**Goal of the exercise**: Write out every record again, exactly.

(Exercise input begins)

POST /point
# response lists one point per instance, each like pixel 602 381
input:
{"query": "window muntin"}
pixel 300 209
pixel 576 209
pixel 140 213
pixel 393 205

(Exercise input ends)

**Completed task**:
POST /point
# response lists one point per instance, each like pixel 602 381
input:
{"query": "window muntin"}
pixel 300 209
pixel 576 209
pixel 140 213
pixel 393 205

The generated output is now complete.